Rewrite the data below, replacing "dot" with "marker" and leaving everything else unchanged.

**Information shown:**

-.-.-

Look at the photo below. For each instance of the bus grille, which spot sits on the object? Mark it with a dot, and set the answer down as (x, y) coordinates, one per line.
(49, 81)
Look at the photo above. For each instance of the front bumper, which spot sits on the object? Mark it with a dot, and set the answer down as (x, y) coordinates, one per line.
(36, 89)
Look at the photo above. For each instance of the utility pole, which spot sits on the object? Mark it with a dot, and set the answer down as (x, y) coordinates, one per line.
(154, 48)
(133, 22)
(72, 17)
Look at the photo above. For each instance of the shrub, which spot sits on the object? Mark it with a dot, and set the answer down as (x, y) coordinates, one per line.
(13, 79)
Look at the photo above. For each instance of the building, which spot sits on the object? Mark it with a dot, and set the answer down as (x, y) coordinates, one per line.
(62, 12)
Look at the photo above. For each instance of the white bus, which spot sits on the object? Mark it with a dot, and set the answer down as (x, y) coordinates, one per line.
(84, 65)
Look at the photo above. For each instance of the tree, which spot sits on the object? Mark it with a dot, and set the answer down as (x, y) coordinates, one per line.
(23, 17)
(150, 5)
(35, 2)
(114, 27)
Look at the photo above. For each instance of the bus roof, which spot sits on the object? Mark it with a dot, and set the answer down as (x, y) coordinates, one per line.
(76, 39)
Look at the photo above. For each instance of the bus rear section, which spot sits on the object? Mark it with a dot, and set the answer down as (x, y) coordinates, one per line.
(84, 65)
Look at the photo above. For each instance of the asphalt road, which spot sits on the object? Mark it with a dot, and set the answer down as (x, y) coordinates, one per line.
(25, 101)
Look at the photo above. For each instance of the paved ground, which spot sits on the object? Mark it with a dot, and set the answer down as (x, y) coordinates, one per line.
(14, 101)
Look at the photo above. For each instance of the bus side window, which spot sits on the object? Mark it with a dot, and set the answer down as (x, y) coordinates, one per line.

-.-.-

**Finished task:**
Look at the photo below. For each instance of the bus grille, which spot sits on the object? Mark it with a marker, and set the answer down as (x, y) coordinates, one per line.
(49, 81)
Look at the photo above. For each instance of the front bumper, which spot sits on the object? Mark it with a marker, and set the answer down as (x, y) coordinates, one per line.
(36, 89)
Look at the photo above. For each instance of the utility pole, which spot sits on the object? Mark it with a marker, and set the answer down as (x, y) coordinates, one per line.
(154, 48)
(133, 22)
(72, 17)
Look at the photo above. For each instance of the shrub, which spot sits on the object? Mark it with a marker, and set the answer down as (x, y) coordinates, one per line.
(13, 79)
Look at the photo above. For each instance of the building, which spot sits on the object? Mark it with a marker, and set the answer down as (x, y) coordinates, one per line.
(62, 12)
Look at the photo above. For each instance of the white bus, which spot sits on the object? Mark it with a marker, and set the answer down as (x, y) coordinates, one per line.
(84, 65)
Look at the photo above. For each instance of the tree, which spot sits on the object? Mark it with a marker, and set the answer down as (x, y) coordinates, one per line.
(23, 17)
(150, 5)
(35, 2)
(114, 27)
Look at the photo above. For each instance of the bus roof, which spot sits on the object? Mark it with a marker, and set the answer down as (x, y) coordinates, one per line.
(76, 39)
Look at the photo above. For each instance of the bus rear section, which spot sits on the object? Mark it with a marker, and set the answer down as (x, y) coordinates, one per line.
(84, 65)
Look at the photo above. For each instance of the asphalt road, which spot sits on the object? Mark it with a marker, and set the answer down as (x, y) coordinates, one per line.
(25, 101)
Look at the photo above. For each instance of the paved ground, which spot sits on the object? Mark it with a marker, and set the answer down as (x, y) coordinates, one per line.
(14, 101)
Look at the photo above. For each instance of the bus side window, which spot sits on the object? Mark it with a marker, and set the answer down as (x, y) coordinates, one per line.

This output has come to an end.